[YOUR INSTRUCTIONS]:
Answer these questions using the Anthem impressions piece below:
(a) About how many hours of the game has the writer played?
(b) On what date does the full launch for non-subscribers and PS4 players take place?
(c) What is the name of the city that serves as the players' hub?

[SOURCE EXCERPT]:
☆ ☆ ☆ ☆
I’ve played about six hours of Anthem, a game where players fly around in mechanical suits blowing stuff up in search of ever more rare loot, and while I’m still getting my bearings I already feel a lot better about the game than I did back during its two demos.
The game launched earlier today on PC for Origin Premier subscribers and on Xbox One as part of a 10-hour trial through EA Access, with a full-launch for non-subscribers and PS4 players on February 22.
Unlike the two demo sessions earlier this month and last, I haven’t gotten disconnected from the servers or experienced any bugs on the scale of the never-ending loading screen.
Load times are still a nuisance and I wish developer BioWare had done something to make them less noticeable and boring than a bar slowly filling up above a still image, but at least they’re not broken. There have been occasional graphical glitches, but nothing that lasted for more than a second or in any way interrupted what I was doing. So far, Anthem works.
It’s also a lot of fun. The core of Anthem is flying through ancient caves and jungles dotted with ruins, and that part of the game could not feel any better.
Punching the left analogue stick to turn on forward thrusters or the right one to gracefully hover in place is easy and responsive but full of complementary camera effects and richly layered sound effects that really convince you you’re controlling a sentient rocket.
Even if Anthem were just a fantasy-infused flying sim, it would still be a ton of fun.
But of course there’s a lot more to the game than just flying around. Anthem revolves around getting missions from the people in your hub, a city called Fort Tarsis; going out into the big, bad, dangerous world to complete them; and then returning and using the loot you collected to upgrade a mechanical suit, also known as a Javelin.
☆ ☆ ☆ ☆
[PROVIDED DATA]:
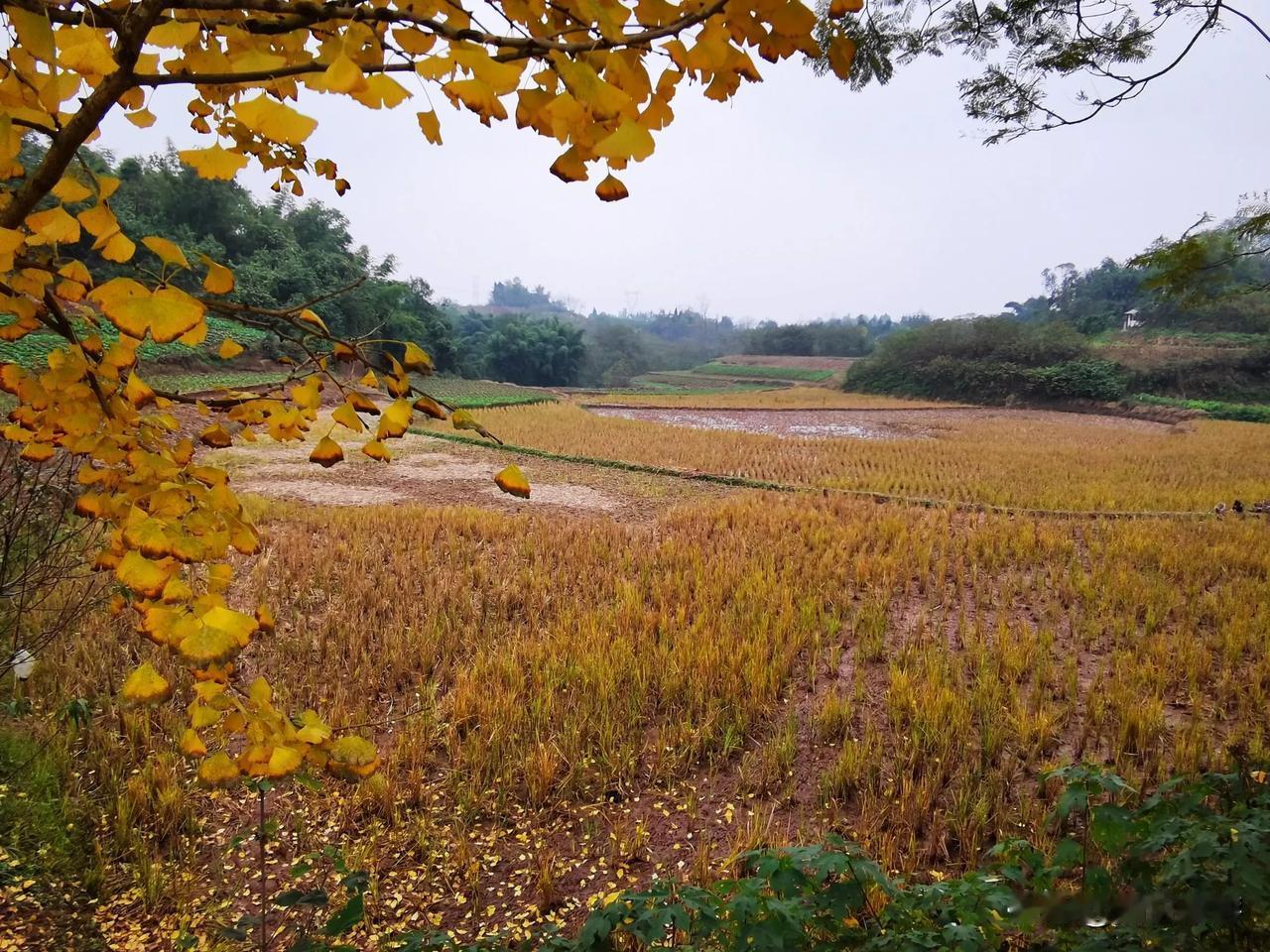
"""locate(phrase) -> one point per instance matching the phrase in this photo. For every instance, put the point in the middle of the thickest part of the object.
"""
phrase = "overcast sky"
(797, 200)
☆ ☆ ☆ ☆
[RESULT]:
(a) About six hours.
(b) February 22.
(c) Fort Tarsis.